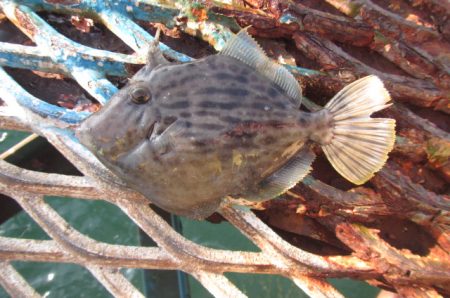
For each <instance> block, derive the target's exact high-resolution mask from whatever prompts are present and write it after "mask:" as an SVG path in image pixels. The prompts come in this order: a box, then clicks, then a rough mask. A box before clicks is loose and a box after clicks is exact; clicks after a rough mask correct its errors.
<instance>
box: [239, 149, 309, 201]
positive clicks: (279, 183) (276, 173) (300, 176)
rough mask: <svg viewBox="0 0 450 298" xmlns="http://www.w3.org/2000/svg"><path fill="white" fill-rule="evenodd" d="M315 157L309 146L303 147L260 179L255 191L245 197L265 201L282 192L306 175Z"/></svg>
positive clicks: (247, 194) (308, 171)
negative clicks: (263, 178) (283, 164)
mask: <svg viewBox="0 0 450 298" xmlns="http://www.w3.org/2000/svg"><path fill="white" fill-rule="evenodd" d="M315 158H316V155H315V154H314V152H313V151H312V150H311V148H310V147H309V146H305V147H303V149H301V150H300V151H299V152H298V153H297V154H296V155H295V156H293V157H292V158H291V159H290V160H289V161H288V162H287V163H286V164H285V165H284V166H283V167H282V168H280V169H279V170H277V171H276V172H275V173H273V174H271V175H270V176H269V177H267V178H265V179H264V180H263V181H261V182H260V183H259V189H258V190H257V191H256V192H253V193H250V194H246V195H245V198H246V199H248V200H251V201H266V200H270V199H273V198H275V197H277V196H279V195H281V194H283V193H284V192H286V191H287V190H289V189H290V188H292V187H294V186H295V185H296V184H297V183H298V182H300V181H302V180H303V178H304V177H305V176H306V175H308V173H309V172H310V171H311V164H312V162H313V161H314V159H315Z"/></svg>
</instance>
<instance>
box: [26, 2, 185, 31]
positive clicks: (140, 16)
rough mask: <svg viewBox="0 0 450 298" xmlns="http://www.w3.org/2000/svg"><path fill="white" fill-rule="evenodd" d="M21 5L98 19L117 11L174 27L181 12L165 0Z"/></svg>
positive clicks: (145, 20) (35, 8)
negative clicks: (101, 16)
mask: <svg viewBox="0 0 450 298" xmlns="http://www.w3.org/2000/svg"><path fill="white" fill-rule="evenodd" d="M20 3H21V4H24V5H27V6H29V7H31V8H33V9H34V10H45V11H55V12H64V13H67V12H70V13H75V14H79V15H88V16H90V17H94V18H95V17H96V16H97V15H98V14H99V13H101V12H103V11H105V12H106V11H115V12H118V13H121V14H123V15H125V16H128V17H129V18H132V19H137V20H142V21H147V22H154V23H164V24H165V25H166V26H168V27H173V26H174V25H175V23H176V20H175V19H176V17H177V16H178V15H179V13H180V10H179V9H178V8H177V7H175V6H174V5H173V4H171V3H170V2H169V1H164V0H110V1H95V0H77V1H61V3H58V2H56V1H45V0H21V1H20Z"/></svg>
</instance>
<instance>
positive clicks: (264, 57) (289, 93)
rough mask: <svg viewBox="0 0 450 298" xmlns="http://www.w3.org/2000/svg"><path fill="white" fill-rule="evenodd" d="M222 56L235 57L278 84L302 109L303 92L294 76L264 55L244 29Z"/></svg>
mask: <svg viewBox="0 0 450 298" xmlns="http://www.w3.org/2000/svg"><path fill="white" fill-rule="evenodd" d="M220 54H221V55H226V56H229V57H233V58H235V59H237V60H239V61H241V62H243V63H245V64H247V65H248V66H250V67H252V68H254V69H255V70H256V71H257V72H259V73H260V74H262V75H263V76H265V77H266V78H268V79H269V80H271V81H273V82H274V83H276V84H277V85H278V86H279V87H280V88H281V89H283V90H284V91H285V92H286V93H287V95H289V97H290V99H291V101H292V103H293V104H294V105H295V106H297V107H300V105H301V103H302V90H301V87H300V85H299V84H298V82H297V80H296V79H295V78H294V76H293V75H292V74H291V73H290V72H289V71H288V70H287V69H286V68H285V67H284V66H282V65H280V64H278V63H276V62H275V61H272V59H270V58H269V57H267V55H266V54H265V53H264V50H263V49H262V48H261V47H260V46H259V45H258V43H257V42H256V41H255V40H254V39H253V38H252V37H251V36H250V35H248V33H247V30H246V29H242V30H241V31H239V33H238V34H236V35H235V36H233V37H232V38H231V39H230V40H229V41H228V42H227V43H226V44H225V46H224V48H223V49H222V51H220Z"/></svg>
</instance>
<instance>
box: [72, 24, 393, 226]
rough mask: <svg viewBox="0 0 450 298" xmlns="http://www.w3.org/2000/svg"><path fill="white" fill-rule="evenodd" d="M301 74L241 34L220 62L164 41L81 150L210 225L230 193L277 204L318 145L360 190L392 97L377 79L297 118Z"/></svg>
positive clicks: (391, 126) (375, 152) (222, 54)
mask: <svg viewBox="0 0 450 298" xmlns="http://www.w3.org/2000/svg"><path fill="white" fill-rule="evenodd" d="M301 99H302V94H301V90H300V87H299V85H298V83H297V81H296V80H295V78H294V77H293V76H292V75H291V74H290V73H289V72H288V71H287V70H286V69H285V68H284V67H283V66H280V65H278V64H277V63H275V62H273V61H271V60H270V59H269V58H268V57H267V56H266V55H265V54H264V52H263V50H262V49H261V48H260V47H259V45H258V44H257V43H256V42H255V41H254V40H253V39H252V38H251V37H250V36H249V35H248V34H247V32H246V31H245V30H242V31H241V32H239V33H238V34H237V35H236V36H235V37H233V38H232V39H231V40H230V41H229V42H228V43H227V44H226V46H225V48H224V49H223V50H222V51H221V52H220V53H219V54H217V55H213V56H209V57H206V58H203V59H199V60H196V61H194V62H190V63H184V64H178V63H170V62H168V61H167V60H165V59H164V57H163V56H162V54H161V52H160V51H159V49H158V46H157V43H154V44H153V45H152V50H151V51H150V55H149V62H148V64H147V65H146V66H145V67H144V68H142V69H141V70H140V71H139V72H138V73H137V74H136V75H135V76H134V77H133V78H132V79H131V80H130V82H129V84H128V85H127V86H125V87H124V88H122V89H121V90H120V91H119V92H118V93H117V94H115V95H114V96H113V97H112V98H111V100H110V101H109V102H108V103H107V104H106V105H105V106H104V107H103V108H102V109H101V110H100V111H99V112H97V113H95V114H93V115H91V116H90V117H89V118H88V119H86V120H85V121H84V122H83V123H82V124H81V126H80V128H79V130H78V133H77V134H78V136H79V139H80V141H81V143H82V144H84V145H85V146H86V147H87V148H89V150H91V151H92V152H93V153H94V154H95V155H96V156H97V157H98V158H99V160H100V161H101V162H102V163H103V164H104V165H105V166H106V167H108V168H109V169H111V170H112V171H113V172H114V173H115V174H116V175H118V176H119V177H120V178H122V179H123V180H124V181H125V182H126V183H127V185H129V187H131V188H133V189H135V190H137V191H139V192H141V193H142V194H143V195H145V196H146V197H147V198H148V199H149V200H150V201H152V202H153V203H155V204H156V205H158V206H160V207H161V208H163V209H165V210H167V211H169V212H172V213H175V214H179V215H185V216H189V217H193V218H203V217H206V216H208V215H210V214H211V213H212V212H214V211H215V210H216V209H217V208H218V207H219V205H220V203H221V201H222V199H223V198H224V197H226V196H232V197H237V198H244V199H248V200H258V201H259V200H269V199H272V198H274V197H276V196H278V195H279V194H282V193H283V192H285V191H286V190H288V189H289V188H291V187H293V186H294V185H295V184H296V183H297V182H299V181H301V180H302V179H303V177H304V176H305V175H306V174H307V173H308V172H309V171H310V169H311V163H312V162H313V160H314V158H315V155H314V153H313V151H312V150H311V145H312V144H314V143H317V144H319V145H320V146H322V148H323V151H324V152H325V154H326V156H327V157H328V159H329V160H330V162H331V164H332V165H333V167H334V168H335V169H336V170H337V171H338V172H339V173H340V174H341V175H342V176H344V177H345V178H346V179H348V180H349V181H351V182H353V183H356V184H362V183H364V182H365V181H367V180H368V179H370V178H371V177H372V176H373V174H374V173H375V172H376V171H378V170H380V168H381V167H382V166H383V164H384V163H385V161H386V159H387V154H388V153H389V152H390V151H391V149H392V147H393V144H394V139H395V130H394V127H395V121H394V120H393V119H384V118H370V114H372V113H373V112H375V111H378V110H381V109H383V108H385V107H386V106H387V102H389V101H390V97H389V94H388V92H387V91H386V89H385V88H384V87H383V83H382V82H381V81H380V80H379V79H378V78H377V77H375V76H368V77H365V78H362V79H360V80H358V81H356V82H354V83H352V84H350V85H348V86H347V87H345V88H344V89H343V90H342V91H340V92H339V93H338V94H337V95H336V96H335V97H333V99H331V101H330V102H329V103H328V104H327V105H326V106H325V108H324V109H323V110H321V111H319V112H316V113H307V112H302V111H300V110H299V107H300V103H301Z"/></svg>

ABOUT THIS EXERCISE:
Each line above from the one with "box: [72, 24, 393, 226]" up to and including the one with "74L241 34L220 62L164" must be set down exactly, and no line outside that span may appear.

SOLUTION TO THIS PROBLEM:
box: [72, 24, 393, 226]
rough mask: <svg viewBox="0 0 450 298" xmlns="http://www.w3.org/2000/svg"><path fill="white" fill-rule="evenodd" d="M301 74L241 34L220 62L164 41L81 150L210 225L230 193L277 204L318 145L360 190L392 97L377 79L297 118Z"/></svg>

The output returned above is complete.